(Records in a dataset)
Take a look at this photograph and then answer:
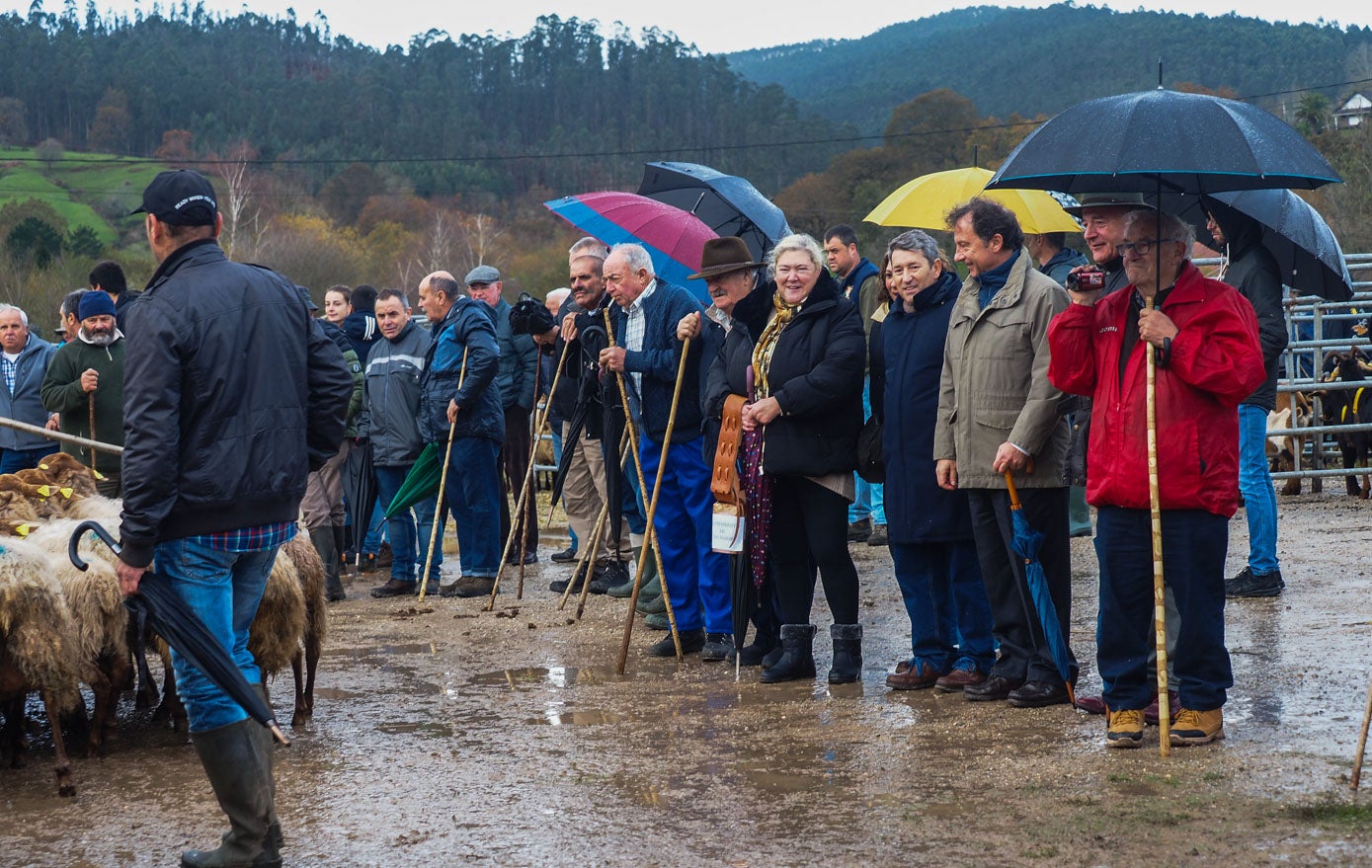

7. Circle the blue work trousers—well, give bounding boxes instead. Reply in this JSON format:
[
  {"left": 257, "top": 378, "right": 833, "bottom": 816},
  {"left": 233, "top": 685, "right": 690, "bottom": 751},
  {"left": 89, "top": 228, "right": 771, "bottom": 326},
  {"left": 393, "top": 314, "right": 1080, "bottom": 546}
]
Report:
[
  {"left": 1096, "top": 506, "right": 1234, "bottom": 712},
  {"left": 152, "top": 539, "right": 278, "bottom": 733},
  {"left": 639, "top": 436, "right": 734, "bottom": 634},
  {"left": 444, "top": 437, "right": 505, "bottom": 579},
  {"left": 890, "top": 540, "right": 996, "bottom": 674}
]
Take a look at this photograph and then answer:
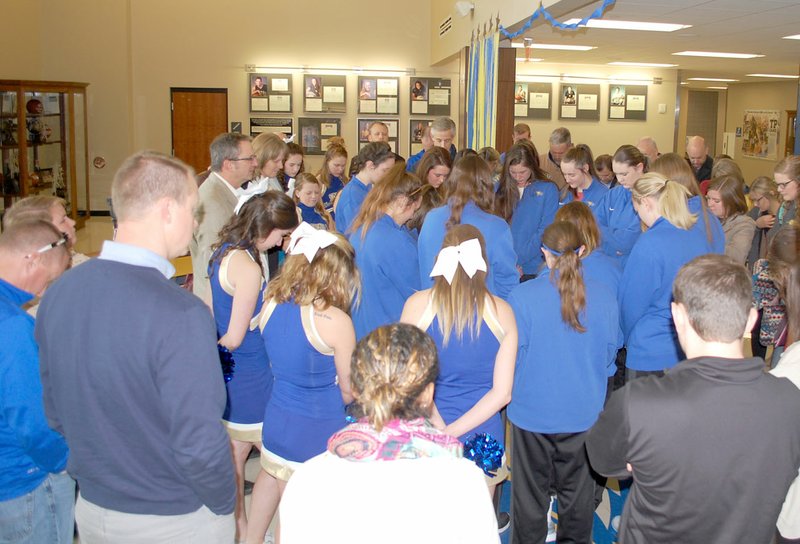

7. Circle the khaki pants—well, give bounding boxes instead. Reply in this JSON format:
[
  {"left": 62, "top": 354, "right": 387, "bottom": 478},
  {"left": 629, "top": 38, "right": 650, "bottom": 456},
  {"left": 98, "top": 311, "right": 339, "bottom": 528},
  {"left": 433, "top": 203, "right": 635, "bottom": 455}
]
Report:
[{"left": 75, "top": 495, "right": 235, "bottom": 544}]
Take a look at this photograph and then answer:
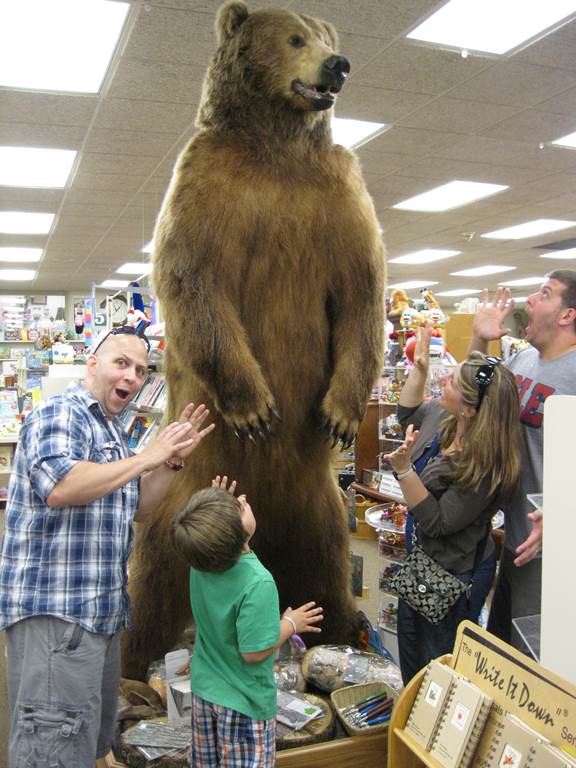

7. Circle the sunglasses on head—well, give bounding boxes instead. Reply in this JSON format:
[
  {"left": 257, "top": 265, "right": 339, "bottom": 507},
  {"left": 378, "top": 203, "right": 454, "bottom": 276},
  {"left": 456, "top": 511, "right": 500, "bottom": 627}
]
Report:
[
  {"left": 92, "top": 325, "right": 150, "bottom": 355},
  {"left": 474, "top": 356, "right": 502, "bottom": 411}
]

Directive: Which lines in the records above contain the word "give"? List every one of them.

Exercise result:
7. Circle the blue work trousers—well, give bounding boxes instead. Reply in this JSON format:
7. Circle the khaki pants—well, give bounding boxes instead. Reply in this JSON format:
7. Circle the sunglasses on head—well, give bounding boxes instead. Reply in this JSON format:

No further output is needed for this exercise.